» TASK
List each line in the records below that contains the word "patterned". Case counts.

» INPUT RECORDS
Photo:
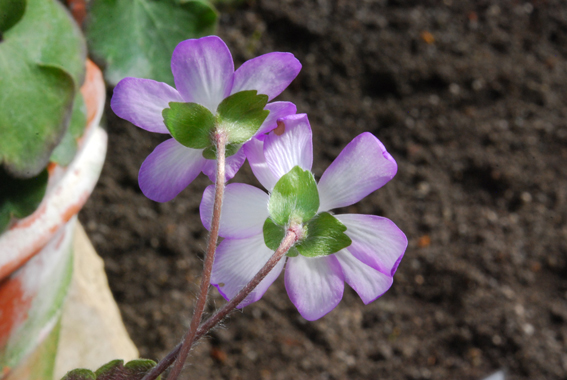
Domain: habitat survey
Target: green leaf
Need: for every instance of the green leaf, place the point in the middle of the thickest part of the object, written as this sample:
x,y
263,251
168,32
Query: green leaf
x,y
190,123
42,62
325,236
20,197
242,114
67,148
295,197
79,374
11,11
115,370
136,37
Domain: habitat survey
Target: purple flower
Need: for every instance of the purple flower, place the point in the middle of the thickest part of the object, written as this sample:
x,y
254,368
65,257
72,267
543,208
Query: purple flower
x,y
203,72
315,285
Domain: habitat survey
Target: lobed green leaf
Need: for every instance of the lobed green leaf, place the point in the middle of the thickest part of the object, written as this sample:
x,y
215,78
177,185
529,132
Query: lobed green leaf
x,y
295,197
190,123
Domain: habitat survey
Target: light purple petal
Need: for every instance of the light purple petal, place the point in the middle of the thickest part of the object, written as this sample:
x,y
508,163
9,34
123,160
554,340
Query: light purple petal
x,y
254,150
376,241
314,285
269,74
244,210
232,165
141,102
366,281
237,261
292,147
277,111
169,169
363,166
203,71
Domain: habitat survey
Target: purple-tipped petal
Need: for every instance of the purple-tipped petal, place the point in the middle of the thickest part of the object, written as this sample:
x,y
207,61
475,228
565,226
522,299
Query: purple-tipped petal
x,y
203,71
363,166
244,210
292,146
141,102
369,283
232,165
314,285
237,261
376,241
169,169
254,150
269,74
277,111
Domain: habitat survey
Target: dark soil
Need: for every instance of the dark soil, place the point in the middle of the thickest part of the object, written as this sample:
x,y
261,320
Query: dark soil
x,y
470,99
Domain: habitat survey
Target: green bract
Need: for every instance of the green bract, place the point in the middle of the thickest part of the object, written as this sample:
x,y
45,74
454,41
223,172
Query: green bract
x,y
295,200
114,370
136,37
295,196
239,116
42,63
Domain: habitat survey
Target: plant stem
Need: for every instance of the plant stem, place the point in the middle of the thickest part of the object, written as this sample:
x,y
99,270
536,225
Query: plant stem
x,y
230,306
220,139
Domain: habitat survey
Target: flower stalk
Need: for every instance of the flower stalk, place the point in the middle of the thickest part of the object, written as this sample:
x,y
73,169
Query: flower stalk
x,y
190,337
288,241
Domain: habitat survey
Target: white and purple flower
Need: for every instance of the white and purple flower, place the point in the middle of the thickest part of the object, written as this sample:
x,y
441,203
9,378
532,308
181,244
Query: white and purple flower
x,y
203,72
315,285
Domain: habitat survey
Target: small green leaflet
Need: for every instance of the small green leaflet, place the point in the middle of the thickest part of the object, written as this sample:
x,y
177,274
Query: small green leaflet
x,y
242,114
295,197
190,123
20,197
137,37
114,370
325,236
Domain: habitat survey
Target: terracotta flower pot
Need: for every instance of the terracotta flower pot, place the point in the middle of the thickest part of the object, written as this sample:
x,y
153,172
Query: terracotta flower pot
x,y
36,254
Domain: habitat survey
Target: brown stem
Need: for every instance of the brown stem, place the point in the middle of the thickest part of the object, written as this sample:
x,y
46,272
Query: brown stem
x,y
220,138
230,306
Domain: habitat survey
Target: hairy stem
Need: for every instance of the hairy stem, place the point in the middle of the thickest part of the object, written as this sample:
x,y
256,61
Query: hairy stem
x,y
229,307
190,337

==

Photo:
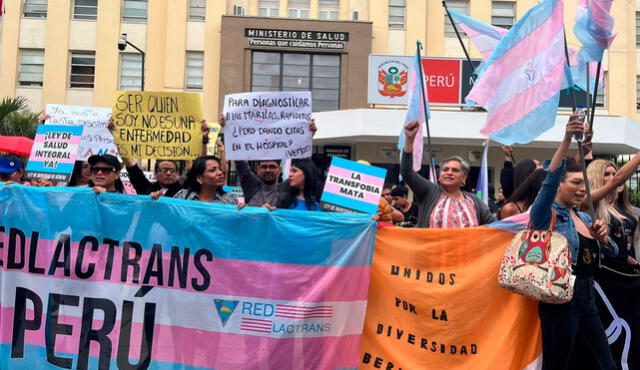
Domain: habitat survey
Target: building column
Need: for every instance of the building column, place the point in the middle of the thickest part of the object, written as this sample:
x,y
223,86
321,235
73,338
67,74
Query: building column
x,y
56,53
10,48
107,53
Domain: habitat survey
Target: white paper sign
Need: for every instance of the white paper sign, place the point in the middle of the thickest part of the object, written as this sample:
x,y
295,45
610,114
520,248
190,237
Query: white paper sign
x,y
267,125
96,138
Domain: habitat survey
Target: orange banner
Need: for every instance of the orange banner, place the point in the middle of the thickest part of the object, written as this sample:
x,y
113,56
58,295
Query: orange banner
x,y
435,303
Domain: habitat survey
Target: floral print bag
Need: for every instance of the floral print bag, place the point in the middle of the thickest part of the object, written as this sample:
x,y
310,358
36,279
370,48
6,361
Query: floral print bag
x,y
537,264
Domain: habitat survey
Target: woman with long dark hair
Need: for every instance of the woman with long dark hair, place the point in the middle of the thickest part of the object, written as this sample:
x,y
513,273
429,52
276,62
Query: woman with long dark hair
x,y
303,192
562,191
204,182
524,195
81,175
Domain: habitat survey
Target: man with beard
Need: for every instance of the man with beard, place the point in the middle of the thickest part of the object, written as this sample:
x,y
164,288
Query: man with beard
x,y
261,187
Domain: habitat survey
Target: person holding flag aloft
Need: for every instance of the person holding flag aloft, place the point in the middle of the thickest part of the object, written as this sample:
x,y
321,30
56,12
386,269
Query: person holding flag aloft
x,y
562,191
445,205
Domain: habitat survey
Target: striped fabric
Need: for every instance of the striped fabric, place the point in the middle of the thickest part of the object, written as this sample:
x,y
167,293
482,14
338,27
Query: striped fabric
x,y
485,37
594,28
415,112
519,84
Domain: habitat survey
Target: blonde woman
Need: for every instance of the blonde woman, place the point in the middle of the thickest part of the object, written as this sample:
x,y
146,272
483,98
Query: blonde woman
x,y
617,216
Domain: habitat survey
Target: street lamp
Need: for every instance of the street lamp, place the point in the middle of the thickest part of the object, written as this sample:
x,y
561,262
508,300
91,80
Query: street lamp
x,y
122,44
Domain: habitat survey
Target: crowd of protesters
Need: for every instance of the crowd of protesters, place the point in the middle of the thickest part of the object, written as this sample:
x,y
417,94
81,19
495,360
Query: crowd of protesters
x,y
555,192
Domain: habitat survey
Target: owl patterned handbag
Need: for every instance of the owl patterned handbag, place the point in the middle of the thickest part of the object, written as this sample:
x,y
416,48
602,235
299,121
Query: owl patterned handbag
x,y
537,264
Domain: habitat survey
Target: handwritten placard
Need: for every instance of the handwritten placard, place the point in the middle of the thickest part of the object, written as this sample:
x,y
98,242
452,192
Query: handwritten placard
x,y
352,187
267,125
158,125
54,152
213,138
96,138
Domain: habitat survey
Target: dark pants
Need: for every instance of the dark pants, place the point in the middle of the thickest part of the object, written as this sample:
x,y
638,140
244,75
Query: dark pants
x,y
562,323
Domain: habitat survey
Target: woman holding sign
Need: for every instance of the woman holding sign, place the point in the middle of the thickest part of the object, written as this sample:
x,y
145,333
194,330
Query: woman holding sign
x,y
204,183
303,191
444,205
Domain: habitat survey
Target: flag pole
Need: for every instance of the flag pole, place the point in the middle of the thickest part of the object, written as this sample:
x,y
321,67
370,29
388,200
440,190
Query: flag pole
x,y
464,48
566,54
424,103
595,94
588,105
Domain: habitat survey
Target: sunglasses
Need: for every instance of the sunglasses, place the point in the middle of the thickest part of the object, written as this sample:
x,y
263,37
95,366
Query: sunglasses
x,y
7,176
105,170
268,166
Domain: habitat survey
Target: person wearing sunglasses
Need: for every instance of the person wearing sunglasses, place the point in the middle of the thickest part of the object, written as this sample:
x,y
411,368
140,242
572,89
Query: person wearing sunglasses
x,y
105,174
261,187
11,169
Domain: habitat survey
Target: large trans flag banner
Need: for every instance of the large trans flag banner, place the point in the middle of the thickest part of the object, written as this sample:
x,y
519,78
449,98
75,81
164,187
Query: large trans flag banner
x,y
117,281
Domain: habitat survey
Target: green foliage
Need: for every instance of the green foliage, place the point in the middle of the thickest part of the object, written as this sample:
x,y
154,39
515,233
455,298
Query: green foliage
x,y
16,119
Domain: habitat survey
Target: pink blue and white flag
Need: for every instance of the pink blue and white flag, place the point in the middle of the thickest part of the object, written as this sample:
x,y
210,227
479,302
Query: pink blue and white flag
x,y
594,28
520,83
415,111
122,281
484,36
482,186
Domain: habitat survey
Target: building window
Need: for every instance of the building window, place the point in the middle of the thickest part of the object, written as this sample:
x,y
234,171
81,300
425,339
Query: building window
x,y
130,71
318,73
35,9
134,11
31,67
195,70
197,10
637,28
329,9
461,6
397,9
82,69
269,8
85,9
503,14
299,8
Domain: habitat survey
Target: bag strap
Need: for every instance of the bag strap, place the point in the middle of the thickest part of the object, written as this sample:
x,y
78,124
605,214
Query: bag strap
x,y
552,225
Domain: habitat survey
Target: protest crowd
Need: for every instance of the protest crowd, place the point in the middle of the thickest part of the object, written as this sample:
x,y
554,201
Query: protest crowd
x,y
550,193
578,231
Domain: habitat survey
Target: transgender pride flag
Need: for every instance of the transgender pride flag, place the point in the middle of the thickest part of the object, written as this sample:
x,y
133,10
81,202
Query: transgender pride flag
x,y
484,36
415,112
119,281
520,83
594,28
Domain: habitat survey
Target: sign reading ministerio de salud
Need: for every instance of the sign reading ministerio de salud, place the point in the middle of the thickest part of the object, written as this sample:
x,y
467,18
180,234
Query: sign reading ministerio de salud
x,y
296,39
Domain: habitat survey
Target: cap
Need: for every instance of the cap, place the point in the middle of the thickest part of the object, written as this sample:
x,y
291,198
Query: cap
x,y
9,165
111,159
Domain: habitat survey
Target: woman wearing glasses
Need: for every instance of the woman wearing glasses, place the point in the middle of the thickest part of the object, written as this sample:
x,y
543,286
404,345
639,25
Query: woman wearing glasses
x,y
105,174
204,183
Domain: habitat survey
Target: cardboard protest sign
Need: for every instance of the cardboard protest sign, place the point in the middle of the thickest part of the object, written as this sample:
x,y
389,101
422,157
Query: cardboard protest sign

» FULL ANSWER
Target: owl patterned handbag
Need: for every instance of the owl patterned handbag, place the point in the middle of the thickest part of the object, written as this sample:
Query: owl patterned handbag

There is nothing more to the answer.